TASKS TO CARRY OUT —
1. In the forum thread on SQL concatenation:
(a) Which three jobs does the example row list for Jane Smith?
(b) Where does Kenneth say this kind of juggling is preferably done?
(c) What does Paul say he could use to update a table regularly?
2. In the forum thread on SQL concatenation, why does Paul want a view or a regularly updated table instead of doing the work at the client? Answer in one to three sentences.
3. Carry on the forum thread on SQL concatenation from the point where it stops.

*** SELECTED EXCERPT

Concatenation

  • Hi

    I have a table of staff with uniqueid, name, job.  Each member of staff with a second or third job exists as a separate row.

    I need to create a view with each distinct staff member with a concatenated field showing all jobs done by this person.

    So:

    12345, Jane Smith, Accounts Clerk - Store Assistant - Input Clerk

    Instead of showing three rows, the jobs are shown in one field.

    How can I achieve this?

    Paul

     

  • It's quite messy to do in Transact SQL - however possible, but ugly as ****

    Though, I'm not too sure that it would play well with a view...

    The preferred place to do this kind of juggling is at the client.. Any hopes of doing that instead?

    /Kenneth

  • Thanks, Kenneth

    I need to give a colleague access to this, so would prefer either a view, or a table which I could regularly update from a DTS package.

    Paul

  • Ok, so it's more like a relatively static report-thingy then?

    Here's one way to prep a flattened table, though you're aware that your current table seem to be in pretty 'bad' shape normalization-wise..?

    (if I understood the original table DDL)

    create table #x

    ( id int not null, name varchar(20), job varchar(20) not null )

******
*** COLLECTED MATERIAL

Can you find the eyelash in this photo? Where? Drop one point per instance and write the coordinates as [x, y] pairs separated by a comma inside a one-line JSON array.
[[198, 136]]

******

EXERCISE ANSWERS —
1.
(a) Accounts Clerk, Store Assistant and Input Clerk.
(b) At the client.
(c) A DTS package.

2. Paul needs to give a colleague access to the data. He would therefore prefer either a view or a table that he could regularly update from a DTS package.

3.
    insert #x select 12345, 'Jane Smith', 'Accounts Clerk'

    insert #x select 12345, 'Jane Smith', 'Store Assistant'

    insert #x select 12345, 'Jane Smith', 'Input Clerk'

    declare @job varchar(255)

    set @job = ''

    -- get job string

    update  #x

    set  @job = @job + job + ' - '

    where  id = 12345

    select  distinct

     id, name, left(@job, len(@job) -2)

    from  #x

    where id = 12345

    go

    id          name                                                               

    ----------- -------------------- -----------------------------------------------

    12345       Jane Smith           Accounts Clerk - Store Assistant - Input Clerk

    (1 row(s) affected)

    This method involves some method of looping or iterating over each unique empId. That's one of the reasons this kind of pivoting can be bad for the server if traffic is high... (and you can't use it in a view either)

    Though... soon SQL Server 2005 will come with a PIVOT operator..

    /Kenneth

  • Hi Kenneth

    Yes it would seem a pretty awful table.  It is really a reporting table from the main Oracle database - brought into SQL Server.

    Thanks for your solution.  I'm amazed that this works.  Well I mean the following bit:

    set @Job = ''

    -- get job string

    update  #x

    set  @Job = @Job + job + ' - '

    where  id = 12345

    I can't quite work out what is happening here.  I understand that you are creating a variable @Job - but can't understand why it captures all the jobs - however many I enter.  The temp table #x isn't actually being updated (a select query shows this) - so what exactly is the logic here?

    Thanks again

    Paul

  • You set the variable @Job to an empty string, then you concatenate all the values that the select will return into that variable, then you can print/return/select the variable.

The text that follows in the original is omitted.